**Quoted passage:**
···
Thursday, March 31, 2005


Fiber, found in many foods, is usually the indigestible portion of food. What's so good about something that is indigestible? Fiber cleanses. As waste is eliminated, fiber drags along all the junk that accumulates in the intestines. This action is very beneficial to a healthy colon. In addition, fiber can help to stabilize blood sugar levels and help to lower cholesterol. The national diet of the average American is largely lacking in fiber. The refining of many foods has removed the natural fiber covering. There are six main forms of fiber. Here we go: 1. Gums. Gum regulates blood sugar and are found in oatmeal, beans and seeds. Not Juicy Fruit or Bubble Yum. 2. Pectin. Pectin is fruit fiber. 3. Cellulose. Cellulose is the non-digestible part of vegetables and some fruits like apples. 4. Hemicellulose is the fiber found in lettuce and other leafy vegetables. This type of fiber is very good for weight loss. 5. Bran is the most popular fiber and is frequently added to many baked foods and cereals. Bran is known for its legendary prowess in helping to have a bowel movement. 6. Lignin is the fiber that helps to prevent gallstones and lower cholesterol. Lignin is found in whole grains, nuts and potatoes.
···
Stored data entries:
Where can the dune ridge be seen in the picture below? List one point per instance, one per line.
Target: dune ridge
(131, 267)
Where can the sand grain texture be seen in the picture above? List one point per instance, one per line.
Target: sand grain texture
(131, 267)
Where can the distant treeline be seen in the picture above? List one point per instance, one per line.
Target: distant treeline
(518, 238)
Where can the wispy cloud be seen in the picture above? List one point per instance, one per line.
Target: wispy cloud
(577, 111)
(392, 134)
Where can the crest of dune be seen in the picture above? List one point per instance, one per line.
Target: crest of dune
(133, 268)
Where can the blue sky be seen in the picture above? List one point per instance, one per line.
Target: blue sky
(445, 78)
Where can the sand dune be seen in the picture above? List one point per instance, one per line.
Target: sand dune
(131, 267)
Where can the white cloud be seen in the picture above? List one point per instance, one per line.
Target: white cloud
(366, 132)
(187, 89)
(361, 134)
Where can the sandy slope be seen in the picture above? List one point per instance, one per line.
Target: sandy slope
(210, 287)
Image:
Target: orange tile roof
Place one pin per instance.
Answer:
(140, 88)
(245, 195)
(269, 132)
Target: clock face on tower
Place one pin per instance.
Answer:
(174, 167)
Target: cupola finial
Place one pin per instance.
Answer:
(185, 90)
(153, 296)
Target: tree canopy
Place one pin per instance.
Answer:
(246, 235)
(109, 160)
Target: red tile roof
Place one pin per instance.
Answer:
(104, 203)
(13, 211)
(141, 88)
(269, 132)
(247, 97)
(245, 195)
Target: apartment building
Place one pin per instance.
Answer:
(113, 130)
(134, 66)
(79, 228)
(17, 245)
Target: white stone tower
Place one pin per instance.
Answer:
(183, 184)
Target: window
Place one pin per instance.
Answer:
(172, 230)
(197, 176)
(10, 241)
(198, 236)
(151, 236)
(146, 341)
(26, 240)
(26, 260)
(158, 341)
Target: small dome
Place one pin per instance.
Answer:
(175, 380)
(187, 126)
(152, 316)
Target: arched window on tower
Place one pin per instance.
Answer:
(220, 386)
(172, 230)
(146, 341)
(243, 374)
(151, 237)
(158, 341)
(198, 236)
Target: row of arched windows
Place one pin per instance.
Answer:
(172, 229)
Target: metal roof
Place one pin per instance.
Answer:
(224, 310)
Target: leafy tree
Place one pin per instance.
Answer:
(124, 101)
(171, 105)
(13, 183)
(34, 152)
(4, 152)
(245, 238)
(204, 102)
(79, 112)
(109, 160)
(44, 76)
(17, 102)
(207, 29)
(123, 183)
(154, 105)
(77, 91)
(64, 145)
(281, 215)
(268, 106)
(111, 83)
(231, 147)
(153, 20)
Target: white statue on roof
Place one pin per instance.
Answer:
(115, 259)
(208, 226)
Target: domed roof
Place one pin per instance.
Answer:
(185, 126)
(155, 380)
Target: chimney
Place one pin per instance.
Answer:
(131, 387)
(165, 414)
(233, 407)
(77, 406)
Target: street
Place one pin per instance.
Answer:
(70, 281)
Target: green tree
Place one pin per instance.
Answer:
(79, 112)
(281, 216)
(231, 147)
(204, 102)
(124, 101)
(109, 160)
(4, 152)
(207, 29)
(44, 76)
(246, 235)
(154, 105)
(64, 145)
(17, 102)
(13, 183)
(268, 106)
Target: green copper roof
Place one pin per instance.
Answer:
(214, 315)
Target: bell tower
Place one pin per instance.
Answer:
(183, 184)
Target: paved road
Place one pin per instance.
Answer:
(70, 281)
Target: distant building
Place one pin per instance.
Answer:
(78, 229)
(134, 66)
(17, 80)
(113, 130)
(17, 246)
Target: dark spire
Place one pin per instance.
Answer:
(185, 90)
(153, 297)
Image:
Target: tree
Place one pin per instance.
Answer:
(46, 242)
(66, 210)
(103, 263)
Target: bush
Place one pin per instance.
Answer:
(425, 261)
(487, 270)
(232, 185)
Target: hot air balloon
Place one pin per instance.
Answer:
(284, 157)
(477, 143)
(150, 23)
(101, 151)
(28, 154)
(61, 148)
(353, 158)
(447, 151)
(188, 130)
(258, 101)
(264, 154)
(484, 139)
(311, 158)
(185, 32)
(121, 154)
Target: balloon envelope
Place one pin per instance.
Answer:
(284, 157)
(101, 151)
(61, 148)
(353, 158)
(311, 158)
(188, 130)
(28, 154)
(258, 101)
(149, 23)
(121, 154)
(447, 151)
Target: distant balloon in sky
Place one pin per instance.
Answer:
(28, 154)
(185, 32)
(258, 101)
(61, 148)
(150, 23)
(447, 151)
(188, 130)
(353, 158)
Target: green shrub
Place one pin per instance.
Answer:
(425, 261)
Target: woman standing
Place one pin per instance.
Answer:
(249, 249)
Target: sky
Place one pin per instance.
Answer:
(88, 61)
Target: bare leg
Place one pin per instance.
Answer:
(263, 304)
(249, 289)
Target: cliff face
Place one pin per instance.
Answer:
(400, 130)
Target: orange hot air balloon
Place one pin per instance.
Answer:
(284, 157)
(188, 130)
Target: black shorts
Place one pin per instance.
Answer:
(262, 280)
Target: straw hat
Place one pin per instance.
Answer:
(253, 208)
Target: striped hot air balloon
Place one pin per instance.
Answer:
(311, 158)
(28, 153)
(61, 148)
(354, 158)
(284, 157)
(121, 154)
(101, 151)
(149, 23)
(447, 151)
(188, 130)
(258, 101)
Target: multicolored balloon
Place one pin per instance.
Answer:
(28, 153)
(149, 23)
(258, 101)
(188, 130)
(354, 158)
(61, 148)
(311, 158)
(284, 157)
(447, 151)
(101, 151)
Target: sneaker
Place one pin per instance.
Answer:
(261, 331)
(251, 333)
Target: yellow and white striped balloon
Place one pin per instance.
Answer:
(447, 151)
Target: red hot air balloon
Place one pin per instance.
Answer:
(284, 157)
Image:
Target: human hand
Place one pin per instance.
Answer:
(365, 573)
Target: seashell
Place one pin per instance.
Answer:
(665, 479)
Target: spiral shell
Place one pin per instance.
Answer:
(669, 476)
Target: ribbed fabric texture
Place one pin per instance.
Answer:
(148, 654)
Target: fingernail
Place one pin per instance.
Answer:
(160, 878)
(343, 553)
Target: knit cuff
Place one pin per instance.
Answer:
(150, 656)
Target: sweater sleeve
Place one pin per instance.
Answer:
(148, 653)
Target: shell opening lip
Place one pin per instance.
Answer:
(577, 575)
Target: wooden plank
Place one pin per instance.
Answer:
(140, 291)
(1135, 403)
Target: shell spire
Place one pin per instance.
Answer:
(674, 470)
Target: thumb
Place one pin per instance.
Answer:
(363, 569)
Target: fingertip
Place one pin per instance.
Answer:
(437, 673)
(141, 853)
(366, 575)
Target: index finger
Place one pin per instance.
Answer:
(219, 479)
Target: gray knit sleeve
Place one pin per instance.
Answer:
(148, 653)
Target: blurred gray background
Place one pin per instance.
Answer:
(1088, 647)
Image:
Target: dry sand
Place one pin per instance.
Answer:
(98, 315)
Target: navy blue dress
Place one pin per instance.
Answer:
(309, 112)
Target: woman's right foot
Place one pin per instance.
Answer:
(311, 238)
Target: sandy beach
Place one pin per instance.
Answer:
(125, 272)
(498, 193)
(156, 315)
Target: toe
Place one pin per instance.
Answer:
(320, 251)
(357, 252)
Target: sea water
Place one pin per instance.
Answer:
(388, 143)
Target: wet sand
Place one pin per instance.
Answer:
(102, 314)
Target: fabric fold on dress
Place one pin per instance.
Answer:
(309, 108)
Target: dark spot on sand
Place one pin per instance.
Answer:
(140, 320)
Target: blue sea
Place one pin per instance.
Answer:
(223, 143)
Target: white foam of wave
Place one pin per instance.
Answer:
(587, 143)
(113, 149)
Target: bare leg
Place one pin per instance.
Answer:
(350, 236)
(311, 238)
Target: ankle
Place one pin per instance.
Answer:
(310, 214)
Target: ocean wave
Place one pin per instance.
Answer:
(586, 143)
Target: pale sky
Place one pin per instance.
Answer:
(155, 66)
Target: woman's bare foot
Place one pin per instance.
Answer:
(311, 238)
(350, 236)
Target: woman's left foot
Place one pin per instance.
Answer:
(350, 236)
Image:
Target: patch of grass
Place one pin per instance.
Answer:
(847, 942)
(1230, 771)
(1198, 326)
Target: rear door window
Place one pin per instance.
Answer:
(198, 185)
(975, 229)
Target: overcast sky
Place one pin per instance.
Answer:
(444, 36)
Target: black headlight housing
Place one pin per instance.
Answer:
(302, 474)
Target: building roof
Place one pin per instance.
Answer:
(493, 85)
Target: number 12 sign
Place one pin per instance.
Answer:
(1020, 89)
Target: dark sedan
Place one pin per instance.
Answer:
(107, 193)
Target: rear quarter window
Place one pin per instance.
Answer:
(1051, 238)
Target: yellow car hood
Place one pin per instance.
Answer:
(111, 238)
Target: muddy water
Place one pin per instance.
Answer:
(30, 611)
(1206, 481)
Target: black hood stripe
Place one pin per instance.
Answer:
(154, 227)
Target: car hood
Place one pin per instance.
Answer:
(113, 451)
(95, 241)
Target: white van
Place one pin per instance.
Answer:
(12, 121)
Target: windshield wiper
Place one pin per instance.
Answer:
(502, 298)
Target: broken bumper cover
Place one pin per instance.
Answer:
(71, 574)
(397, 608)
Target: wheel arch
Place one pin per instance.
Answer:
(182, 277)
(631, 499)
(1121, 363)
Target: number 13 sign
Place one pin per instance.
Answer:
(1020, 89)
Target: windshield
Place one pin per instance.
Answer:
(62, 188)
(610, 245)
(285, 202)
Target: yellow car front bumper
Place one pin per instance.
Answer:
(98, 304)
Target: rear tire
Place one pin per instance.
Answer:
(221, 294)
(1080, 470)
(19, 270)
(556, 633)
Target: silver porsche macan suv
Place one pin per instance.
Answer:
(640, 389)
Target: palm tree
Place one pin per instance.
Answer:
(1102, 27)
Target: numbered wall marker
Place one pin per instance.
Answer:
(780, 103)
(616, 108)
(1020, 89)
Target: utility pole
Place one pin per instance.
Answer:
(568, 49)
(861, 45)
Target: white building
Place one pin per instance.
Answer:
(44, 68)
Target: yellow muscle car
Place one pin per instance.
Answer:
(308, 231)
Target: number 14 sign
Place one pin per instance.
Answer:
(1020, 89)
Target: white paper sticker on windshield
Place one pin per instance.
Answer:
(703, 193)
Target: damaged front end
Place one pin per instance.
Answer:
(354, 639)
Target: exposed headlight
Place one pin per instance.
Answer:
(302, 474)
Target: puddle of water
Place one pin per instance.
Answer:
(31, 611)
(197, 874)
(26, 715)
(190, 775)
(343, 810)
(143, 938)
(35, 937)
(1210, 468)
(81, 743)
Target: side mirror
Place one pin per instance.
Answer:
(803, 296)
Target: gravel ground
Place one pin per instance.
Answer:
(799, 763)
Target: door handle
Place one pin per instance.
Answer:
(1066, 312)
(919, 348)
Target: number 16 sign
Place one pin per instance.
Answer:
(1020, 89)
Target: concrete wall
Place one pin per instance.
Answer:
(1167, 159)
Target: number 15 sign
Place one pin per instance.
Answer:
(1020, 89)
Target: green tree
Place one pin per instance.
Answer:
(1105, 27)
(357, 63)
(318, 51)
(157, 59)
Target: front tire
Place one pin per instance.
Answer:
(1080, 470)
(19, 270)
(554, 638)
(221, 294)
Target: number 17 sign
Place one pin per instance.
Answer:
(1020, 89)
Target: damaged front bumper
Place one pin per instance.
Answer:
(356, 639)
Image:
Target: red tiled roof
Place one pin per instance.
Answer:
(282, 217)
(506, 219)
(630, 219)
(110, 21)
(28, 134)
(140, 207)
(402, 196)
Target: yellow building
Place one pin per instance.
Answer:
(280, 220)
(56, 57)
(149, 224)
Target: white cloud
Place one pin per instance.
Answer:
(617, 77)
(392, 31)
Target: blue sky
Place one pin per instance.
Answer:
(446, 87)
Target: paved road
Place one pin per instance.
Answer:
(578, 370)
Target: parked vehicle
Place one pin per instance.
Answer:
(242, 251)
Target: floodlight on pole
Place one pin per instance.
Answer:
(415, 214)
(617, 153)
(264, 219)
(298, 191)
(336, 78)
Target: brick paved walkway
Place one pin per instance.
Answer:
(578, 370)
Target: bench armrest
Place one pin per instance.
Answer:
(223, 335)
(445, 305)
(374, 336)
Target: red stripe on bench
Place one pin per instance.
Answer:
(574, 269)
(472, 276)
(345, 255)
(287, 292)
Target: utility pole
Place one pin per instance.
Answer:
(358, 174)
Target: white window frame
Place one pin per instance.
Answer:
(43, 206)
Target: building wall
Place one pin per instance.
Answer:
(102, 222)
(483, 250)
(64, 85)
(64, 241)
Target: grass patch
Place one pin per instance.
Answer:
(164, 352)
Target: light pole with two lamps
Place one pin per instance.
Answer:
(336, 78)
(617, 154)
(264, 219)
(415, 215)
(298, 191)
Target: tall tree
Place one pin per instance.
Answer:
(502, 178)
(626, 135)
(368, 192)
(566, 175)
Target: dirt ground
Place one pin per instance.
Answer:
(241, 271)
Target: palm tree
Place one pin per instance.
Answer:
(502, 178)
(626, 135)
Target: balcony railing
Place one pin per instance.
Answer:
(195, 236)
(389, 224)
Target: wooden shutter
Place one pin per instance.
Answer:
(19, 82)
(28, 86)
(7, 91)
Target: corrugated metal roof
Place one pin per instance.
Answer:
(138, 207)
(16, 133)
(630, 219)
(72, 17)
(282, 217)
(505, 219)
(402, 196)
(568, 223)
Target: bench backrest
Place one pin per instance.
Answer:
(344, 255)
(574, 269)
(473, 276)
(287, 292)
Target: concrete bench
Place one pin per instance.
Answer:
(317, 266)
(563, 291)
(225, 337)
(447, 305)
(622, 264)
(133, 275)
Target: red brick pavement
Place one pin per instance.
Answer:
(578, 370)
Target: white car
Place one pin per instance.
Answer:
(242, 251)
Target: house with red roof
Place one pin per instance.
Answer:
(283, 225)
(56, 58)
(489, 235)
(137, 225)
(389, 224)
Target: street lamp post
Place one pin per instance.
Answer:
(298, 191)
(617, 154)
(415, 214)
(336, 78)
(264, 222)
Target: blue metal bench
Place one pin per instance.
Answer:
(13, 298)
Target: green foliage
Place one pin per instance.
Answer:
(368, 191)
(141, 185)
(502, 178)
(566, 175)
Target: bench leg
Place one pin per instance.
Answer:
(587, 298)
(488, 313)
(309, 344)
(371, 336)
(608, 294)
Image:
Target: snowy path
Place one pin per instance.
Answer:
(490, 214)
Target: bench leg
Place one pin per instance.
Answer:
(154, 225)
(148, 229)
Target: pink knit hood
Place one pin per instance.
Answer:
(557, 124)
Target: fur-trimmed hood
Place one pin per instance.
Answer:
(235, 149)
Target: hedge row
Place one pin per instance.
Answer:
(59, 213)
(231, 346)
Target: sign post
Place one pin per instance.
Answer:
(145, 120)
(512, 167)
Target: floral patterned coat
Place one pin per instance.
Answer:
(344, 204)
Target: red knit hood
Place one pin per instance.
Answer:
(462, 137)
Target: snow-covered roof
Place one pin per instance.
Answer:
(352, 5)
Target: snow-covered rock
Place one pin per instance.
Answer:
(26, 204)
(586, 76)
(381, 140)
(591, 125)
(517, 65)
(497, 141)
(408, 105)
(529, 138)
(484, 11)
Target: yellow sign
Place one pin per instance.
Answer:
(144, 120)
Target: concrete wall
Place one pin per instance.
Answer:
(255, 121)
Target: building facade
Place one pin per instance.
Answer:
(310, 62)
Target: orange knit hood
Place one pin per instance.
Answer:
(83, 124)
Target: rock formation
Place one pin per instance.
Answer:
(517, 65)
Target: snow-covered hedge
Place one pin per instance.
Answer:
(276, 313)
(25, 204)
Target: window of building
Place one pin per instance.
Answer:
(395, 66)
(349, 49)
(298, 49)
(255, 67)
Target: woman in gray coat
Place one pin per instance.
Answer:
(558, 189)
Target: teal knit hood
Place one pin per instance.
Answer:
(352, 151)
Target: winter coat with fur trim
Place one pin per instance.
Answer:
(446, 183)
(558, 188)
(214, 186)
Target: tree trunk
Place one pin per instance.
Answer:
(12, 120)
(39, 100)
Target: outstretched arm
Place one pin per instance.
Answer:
···
**About this task:**
According to the post on dietary fiber, which type of fiber helps prevent gallstones?

**Result of this task:**
Lignin